Extract:
━━━━━━━━━━━━━━━━━━━━━━━━━━━━━━

While there are is a veritible managerie of symbol types that exist in mach-o binaries (and we will be encountering many of these shortly), there is only one distinction you can make in source code to control which symbol type gets generated during linking: "default" visibility vs "hidden" visibility.

default visibility

default visibility creates what nm -m calls an external symbol. These symbols can be looked up by client libraries during dynamic loading. hidden visibility

hidden visibility creates what nm -m calls a non-external symbol. These cannot be seen anywhere outside of the library where they exist.

Confusingly, if your app uses best practice, you'll pass the -fvisibility=hidden flag to the linker, which sets the "default" for symbols that are not explicitly marked in source code is hidden. This is a good idea because you don't want all of your private functions in dynamic libraries leaking out to the rest of your program. In fact, this is probably why you wanted to split your program across executables in the first place. Using this flag, for symbols that you want to be accessible to outside libraries, you must explicitly mark them as having default visibility. I don't know any justification for these names - if I were designing gcc, I would have gone with "external" and "private" instead of "default" and "hidden".

━━━━━━━━━━━━━━━━━━━━━━━━━━━━━━

Dataset records on object locations:

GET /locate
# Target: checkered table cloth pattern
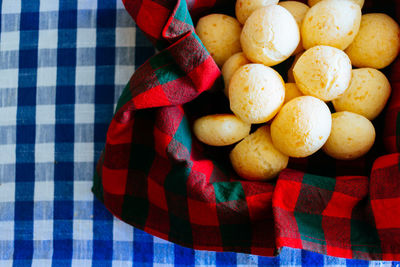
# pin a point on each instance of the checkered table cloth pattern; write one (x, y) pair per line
(63, 65)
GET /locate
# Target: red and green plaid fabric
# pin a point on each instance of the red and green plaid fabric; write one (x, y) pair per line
(154, 175)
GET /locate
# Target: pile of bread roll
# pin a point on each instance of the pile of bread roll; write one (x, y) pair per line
(328, 38)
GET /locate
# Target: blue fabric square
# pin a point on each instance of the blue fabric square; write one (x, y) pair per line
(10, 22)
(8, 97)
(6, 212)
(63, 191)
(67, 19)
(29, 20)
(44, 171)
(7, 135)
(83, 133)
(225, 259)
(184, 256)
(42, 249)
(105, 19)
(47, 57)
(24, 171)
(43, 210)
(164, 253)
(24, 211)
(64, 134)
(62, 251)
(105, 56)
(6, 250)
(48, 20)
(86, 18)
(85, 247)
(123, 250)
(7, 173)
(83, 210)
(28, 59)
(66, 57)
(86, 56)
(27, 115)
(62, 230)
(23, 250)
(102, 249)
(6, 60)
(66, 38)
(63, 171)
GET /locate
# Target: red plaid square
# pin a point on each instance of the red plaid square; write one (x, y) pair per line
(202, 213)
(161, 142)
(339, 252)
(156, 194)
(286, 194)
(340, 206)
(117, 185)
(154, 97)
(151, 17)
(387, 212)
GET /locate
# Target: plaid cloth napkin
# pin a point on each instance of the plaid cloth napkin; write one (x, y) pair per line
(154, 175)
(63, 65)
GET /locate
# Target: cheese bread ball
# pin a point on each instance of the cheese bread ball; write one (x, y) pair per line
(290, 71)
(270, 35)
(220, 129)
(232, 65)
(331, 22)
(323, 72)
(244, 8)
(256, 158)
(301, 127)
(298, 10)
(351, 137)
(220, 34)
(377, 42)
(367, 94)
(291, 92)
(256, 93)
(358, 2)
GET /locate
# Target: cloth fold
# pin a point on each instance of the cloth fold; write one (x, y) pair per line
(155, 176)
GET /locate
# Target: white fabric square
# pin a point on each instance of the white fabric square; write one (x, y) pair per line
(9, 78)
(80, 263)
(43, 230)
(123, 74)
(85, 75)
(86, 37)
(49, 5)
(83, 152)
(44, 152)
(7, 192)
(82, 191)
(9, 41)
(83, 230)
(88, 4)
(84, 113)
(125, 37)
(117, 263)
(8, 116)
(45, 114)
(122, 231)
(44, 191)
(41, 262)
(48, 38)
(46, 76)
(11, 7)
(7, 155)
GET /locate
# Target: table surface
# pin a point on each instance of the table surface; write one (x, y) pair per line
(63, 64)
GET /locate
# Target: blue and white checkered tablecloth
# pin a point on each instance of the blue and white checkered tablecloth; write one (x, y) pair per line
(63, 64)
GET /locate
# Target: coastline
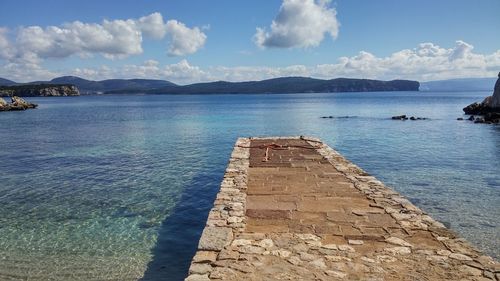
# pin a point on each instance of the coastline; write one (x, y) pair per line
(226, 231)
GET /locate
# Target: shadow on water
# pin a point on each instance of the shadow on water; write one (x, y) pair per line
(179, 233)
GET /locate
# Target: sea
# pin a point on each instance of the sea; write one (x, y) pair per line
(119, 187)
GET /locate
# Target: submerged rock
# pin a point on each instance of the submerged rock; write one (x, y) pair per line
(404, 117)
(399, 117)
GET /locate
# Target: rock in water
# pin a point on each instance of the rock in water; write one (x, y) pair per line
(490, 104)
(495, 99)
(3, 104)
(17, 103)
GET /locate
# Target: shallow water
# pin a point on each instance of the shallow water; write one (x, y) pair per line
(119, 187)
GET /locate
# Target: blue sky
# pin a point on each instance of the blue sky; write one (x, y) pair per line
(193, 41)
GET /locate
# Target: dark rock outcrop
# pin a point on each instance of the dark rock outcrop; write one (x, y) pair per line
(404, 117)
(40, 90)
(489, 109)
(17, 103)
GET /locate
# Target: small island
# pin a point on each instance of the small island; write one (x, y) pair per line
(489, 109)
(16, 103)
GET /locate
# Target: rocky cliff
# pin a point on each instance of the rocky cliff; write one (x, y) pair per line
(41, 90)
(490, 104)
(489, 109)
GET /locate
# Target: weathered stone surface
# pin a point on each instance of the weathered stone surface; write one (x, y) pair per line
(398, 250)
(200, 268)
(351, 227)
(197, 277)
(398, 241)
(336, 274)
(215, 238)
(460, 257)
(490, 105)
(205, 257)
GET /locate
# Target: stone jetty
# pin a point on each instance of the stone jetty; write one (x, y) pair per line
(294, 209)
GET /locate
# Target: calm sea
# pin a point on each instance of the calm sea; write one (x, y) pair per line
(119, 187)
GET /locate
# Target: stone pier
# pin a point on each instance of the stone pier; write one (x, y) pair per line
(294, 209)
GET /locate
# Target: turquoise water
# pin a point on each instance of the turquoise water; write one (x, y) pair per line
(119, 187)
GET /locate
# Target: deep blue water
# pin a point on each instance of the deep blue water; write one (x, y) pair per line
(119, 187)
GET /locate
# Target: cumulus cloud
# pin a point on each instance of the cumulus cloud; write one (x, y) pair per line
(111, 38)
(184, 40)
(301, 24)
(425, 62)
(153, 26)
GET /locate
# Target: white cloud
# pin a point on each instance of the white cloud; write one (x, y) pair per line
(299, 23)
(184, 40)
(426, 62)
(153, 26)
(111, 38)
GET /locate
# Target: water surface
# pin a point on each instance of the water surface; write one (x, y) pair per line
(119, 187)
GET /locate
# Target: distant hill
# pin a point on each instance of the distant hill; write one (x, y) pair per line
(39, 90)
(132, 85)
(271, 86)
(6, 82)
(291, 85)
(459, 85)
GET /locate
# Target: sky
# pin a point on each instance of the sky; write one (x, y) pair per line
(193, 41)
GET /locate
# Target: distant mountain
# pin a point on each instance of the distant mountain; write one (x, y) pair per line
(271, 86)
(6, 82)
(291, 85)
(117, 85)
(459, 85)
(39, 90)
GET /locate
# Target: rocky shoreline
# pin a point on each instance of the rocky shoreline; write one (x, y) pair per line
(16, 104)
(488, 110)
(39, 90)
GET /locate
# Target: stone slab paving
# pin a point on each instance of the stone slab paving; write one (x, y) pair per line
(295, 209)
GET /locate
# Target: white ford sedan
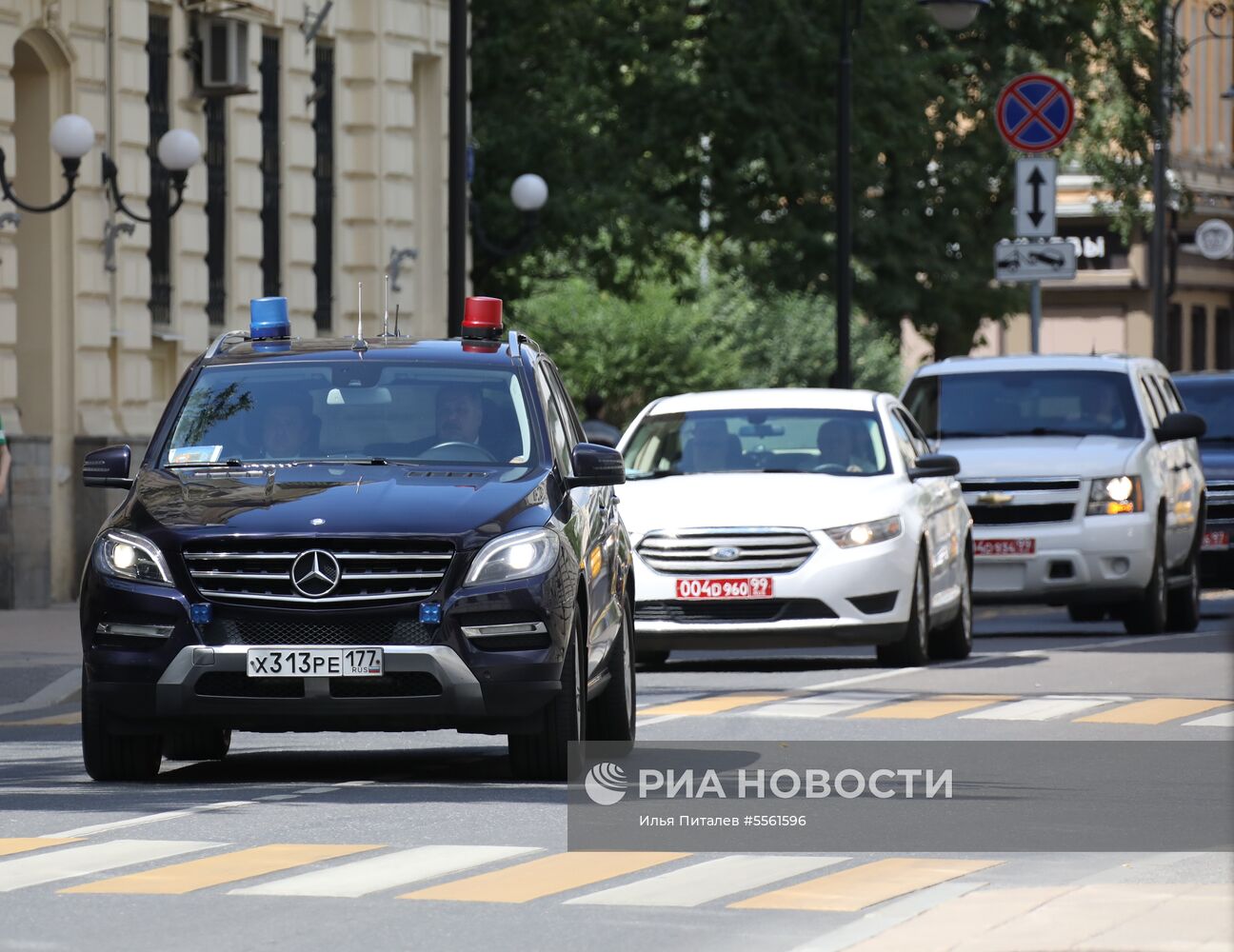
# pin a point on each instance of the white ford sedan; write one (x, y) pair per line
(774, 518)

━━━━━━━━━━━━━━━━━━━━━━━━━━━━━━

Actions to take:
• 1. Retype the part of the symbol visibility passage above that begins at the words "While there are" and stops after "where they exist.".
• 2. According to the symbol visibility passage, why is it a good idea to pass the -fvisibility=hidden flag?

Answer list:
• 1.
While there are is a veritible managerie of symbol types that exist in mach-o binaries (and we will be encountering many of these shortly), there is only one distinction you can make in source code to control which symbol type gets generated during linking: "default" visibility vs "hidden" visibility.

default visibility

default visibility creates what nm -m calls an external symbol. These symbols can be looked up by client libraries during dynamic loading. hidden visibility

hidden visibility creates what nm -m calls a non-external symbol. These cannot be seen anywhere outside of the library where they exist.

• 2. With that flag, symbols not explicitly marked in source code become hidden. This keeps the private functions in dynamic libraries from leaking out to the rest of the program.